- WHAT TO DO
Starting from the line containing "Keep to these rules. Indicate every instance of the ceiling air", write out the rest of the entries exactly, through the final line, including nothing else.

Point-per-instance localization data
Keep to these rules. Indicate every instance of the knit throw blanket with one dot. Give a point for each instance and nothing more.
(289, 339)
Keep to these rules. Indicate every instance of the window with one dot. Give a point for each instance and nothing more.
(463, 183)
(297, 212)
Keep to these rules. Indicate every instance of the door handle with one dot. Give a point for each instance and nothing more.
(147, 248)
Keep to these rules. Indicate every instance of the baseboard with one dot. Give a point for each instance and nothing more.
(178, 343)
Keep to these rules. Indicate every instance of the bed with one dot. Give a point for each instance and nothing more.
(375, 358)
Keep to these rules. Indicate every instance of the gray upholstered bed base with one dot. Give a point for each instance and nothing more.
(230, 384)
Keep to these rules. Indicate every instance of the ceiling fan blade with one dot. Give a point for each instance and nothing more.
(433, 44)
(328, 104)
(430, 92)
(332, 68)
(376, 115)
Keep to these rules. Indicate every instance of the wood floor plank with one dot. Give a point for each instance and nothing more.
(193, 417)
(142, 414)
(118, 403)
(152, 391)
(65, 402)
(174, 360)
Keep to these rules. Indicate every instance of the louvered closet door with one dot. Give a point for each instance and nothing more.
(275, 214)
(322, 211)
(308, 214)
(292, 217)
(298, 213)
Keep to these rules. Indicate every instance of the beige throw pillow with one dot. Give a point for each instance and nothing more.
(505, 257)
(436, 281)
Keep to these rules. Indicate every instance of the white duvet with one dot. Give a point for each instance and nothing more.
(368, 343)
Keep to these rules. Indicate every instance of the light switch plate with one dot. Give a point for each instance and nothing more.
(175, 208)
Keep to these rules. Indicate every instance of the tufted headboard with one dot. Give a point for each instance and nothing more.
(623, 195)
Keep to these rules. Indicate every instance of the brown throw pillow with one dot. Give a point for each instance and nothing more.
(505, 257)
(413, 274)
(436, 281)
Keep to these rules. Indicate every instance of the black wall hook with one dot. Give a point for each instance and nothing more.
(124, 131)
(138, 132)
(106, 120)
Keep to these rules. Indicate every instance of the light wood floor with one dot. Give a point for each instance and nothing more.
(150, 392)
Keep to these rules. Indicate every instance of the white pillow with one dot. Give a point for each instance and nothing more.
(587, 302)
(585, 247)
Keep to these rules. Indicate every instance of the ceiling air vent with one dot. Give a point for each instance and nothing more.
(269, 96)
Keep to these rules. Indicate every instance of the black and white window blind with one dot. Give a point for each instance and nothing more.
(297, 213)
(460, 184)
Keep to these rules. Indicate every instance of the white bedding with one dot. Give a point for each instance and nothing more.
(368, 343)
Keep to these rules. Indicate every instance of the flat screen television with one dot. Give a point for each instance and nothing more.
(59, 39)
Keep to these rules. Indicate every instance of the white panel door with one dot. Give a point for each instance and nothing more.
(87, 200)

- TASK SOLUTION
Keep to these rules. Indicate every instance of the ceiling air vent with one dot. Give a point for each instance and nothing more.
(269, 96)
Keep to these rules. Indicate every instance of the black and white window blind with one dot. Give a point for each instance and nothing more.
(297, 213)
(460, 184)
Keep to these rules. Indicate every instance of the white bedding with one dot. Give a point for each instance and nothing more.
(368, 343)
Keep to these rules. Indicate every instance of the flat screen television with one dot. Give a point for each instance and nothing more.
(59, 39)
Keep to these rules. Indicate every instance of the white panel door with one dot. Give a point for each instance and nothing more.
(87, 200)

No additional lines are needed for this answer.